(Object location annotation entries)
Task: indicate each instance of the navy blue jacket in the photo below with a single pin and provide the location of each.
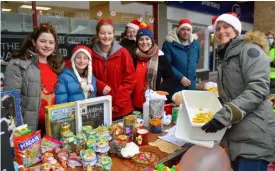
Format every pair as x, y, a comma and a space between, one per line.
69, 88
183, 62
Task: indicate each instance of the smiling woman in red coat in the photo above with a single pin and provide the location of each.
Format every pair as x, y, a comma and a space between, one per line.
114, 69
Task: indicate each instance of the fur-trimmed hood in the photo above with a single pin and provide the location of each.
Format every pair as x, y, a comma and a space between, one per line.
258, 38
173, 36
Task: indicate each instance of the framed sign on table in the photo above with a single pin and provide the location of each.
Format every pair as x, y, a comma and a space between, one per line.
95, 111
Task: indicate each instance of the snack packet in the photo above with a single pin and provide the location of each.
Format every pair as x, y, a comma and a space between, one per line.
28, 149
62, 156
49, 144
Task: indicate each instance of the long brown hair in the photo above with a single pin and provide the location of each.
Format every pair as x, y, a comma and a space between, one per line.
55, 60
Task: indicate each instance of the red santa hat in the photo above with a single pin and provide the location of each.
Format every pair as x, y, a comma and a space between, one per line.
184, 23
86, 83
211, 27
230, 18
134, 24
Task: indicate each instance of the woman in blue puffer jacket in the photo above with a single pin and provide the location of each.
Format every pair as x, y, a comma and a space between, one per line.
77, 83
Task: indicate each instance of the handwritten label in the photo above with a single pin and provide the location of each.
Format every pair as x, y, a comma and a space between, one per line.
93, 115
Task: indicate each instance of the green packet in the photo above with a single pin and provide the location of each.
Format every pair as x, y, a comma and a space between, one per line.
22, 130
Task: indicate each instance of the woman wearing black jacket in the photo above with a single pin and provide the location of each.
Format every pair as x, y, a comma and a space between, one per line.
153, 71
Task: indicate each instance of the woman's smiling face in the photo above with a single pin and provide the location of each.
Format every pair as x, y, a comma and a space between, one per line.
224, 33
145, 43
106, 34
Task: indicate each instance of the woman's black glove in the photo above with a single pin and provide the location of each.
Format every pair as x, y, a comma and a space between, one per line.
212, 126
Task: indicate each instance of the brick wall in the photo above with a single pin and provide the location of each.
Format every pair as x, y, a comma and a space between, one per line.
264, 16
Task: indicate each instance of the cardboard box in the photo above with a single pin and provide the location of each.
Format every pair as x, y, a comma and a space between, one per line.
55, 115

## Description of the task
Retype all of the entries above word for word, leaving out the pictures.

## Exercise response
Task: indicate each instance of the navy blue jacket in the photo below with a single pin and provide the location of each.
Format every pair as x, y, a comma and a space between, one per line.
69, 88
183, 62
Task: indicate each instance of the smiling woman in red coat in the photo above with a single pin and provide the location of each.
Format every pair as x, y, a comma and a space between, one per line.
114, 69
Task: indicate each instance of the fur-trimmed hood in the photo above with a single pin and provide the location of each.
Format every pair as x, y, a comma and a space between, one per line.
258, 38
173, 36
Task: indicate each instance of the framed sign on table in the photo above with a single pin and provide the location of each.
Format every pair as x, y, a comma and a space between, one per line.
95, 111
Task: indicate each instance of the snack packet in the photo above with a single pin and provide the location of each.
Format every pair as x, y, a comma and a space between, one per line.
28, 149
62, 156
49, 144
Task: indicate each instance of the long brown hair in the photo above with a single pin and provide the location of each.
Format every pair as x, y, a comma and a space between, one per line.
55, 60
Task: indicate each instance of the red santa hat in the photo above with a single pin and provide the location of each.
Format every pair as x, y, a comma and a space between, one per line.
184, 23
86, 83
211, 27
230, 18
134, 24
Task: indicate each instance of the woman in blue puffer jacket in the photo above with a single pin and provide the location of each.
Format every pair as x, y, a comma and a space between, one per line.
77, 83
Task: indicate each instance of the handwritten label in the photo above with a single pin and provide the location of each.
Format every pair as x, y, a comma and a space between, one per line.
93, 115
Task: indicate each instance of the green packet in the photo above with a single pin and provide the location of each.
Format every pair as x, y, a comma and a space between, one per line.
22, 130
Task: indicate each instance of the woman wearing black jacket in the photo above with a single pin and provide the location of each.
Format every pair as x, y, a comma and a space between, one per line.
153, 71
Task: indicate each instance of the woman's smiling face in the photo above with a single pin and provide the location of each.
Format every pair as x, y, a comma and a space between, one per line.
224, 33
145, 43
106, 34
Task: indicate each instance of the woman's black glove in the photo above with a single pin and provide the location of each.
Format every pair as x, y, a comma and a space between, one per line.
212, 126
Task: indicate each instance of the brick wall in the photo above with a single pin and provide the location of each.
Format every pair as x, y, a comma and a space between, one per line.
264, 16
Task: indicate each instance of the cardboard box in the photo above with a single pin and provide the location of each.
Format every pair as x, y, a comma and a space between, one per line.
55, 115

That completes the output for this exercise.